» **TEXT PASSAGE**
>>>

Last Sunday when the South Carolina coverage went up, we began hearing complaints from NPR friends. In the lead up to the primary, Morning Edition and All Things Considered had both featured female voters being interviewed in the daily broadcasts. And while, yes, this should always happen, no, it had not happened with two contests that came before. It was a noticeable and welcome change and one that lived up to NPR's diversity mandate.

We applaud both shows for the coverage they did. On one phone call after another, we repeatedly explained that the efforts were not noted because we weren't covering those two programs. We were covering the live coverage. We further explained that we had planned to review ABC's Revenge, to review it in a creative essay in which we injected ourselves into the review. That we'd done an outline Sunday morning only to have Jim tell us that we had to ("HAD to") cover the South Carolina live coverage NPR offered.

That wasn't our plan. We had each caught at least half the coverage. We didn't take notes. We weren't planning on writing anything about it. But Jim's argument was we had set a pattern. Our argument was (a) we make no promises ahead of time about what we'll cover (we made one on Fringe and ended up having to extend the life of this site as a result -- we were going to slam Fringe for its lack of female characters when a friend with the show asked if we could wait because they were adding more female characters, we agreed to forgetting that the site was supposed to go dark) and (b) if we established a pattern it was for critiquing the Tuesday live coverage.

<<<

» **PROVIDED MATERIAL**
>>>

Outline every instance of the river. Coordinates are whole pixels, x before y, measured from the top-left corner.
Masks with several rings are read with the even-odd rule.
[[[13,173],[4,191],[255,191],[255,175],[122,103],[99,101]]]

<<<

Rewrite the passage of the NPR coverage text from "We applaud both" to "coverage NPR offered.", putting "reporting" wherever "coverage" appears. The listing is separate material, apart from the text.

» **SOLUTION TO THE PROBLEM**
We applaud both shows for the reporting they did. On one phone call after another, we repeatedly explained that the efforts were not noted because we weren't covering those two programs. We were covering the live reporting. We further explained that we had planned to review ABC's Revenge, to review it in a creative essay in which we injected ourselves into the review. That we'd done an outline Sunday morning only to have Jim tell us that we had to ("HAD to") cover the South Carolina live reporting NPR offered.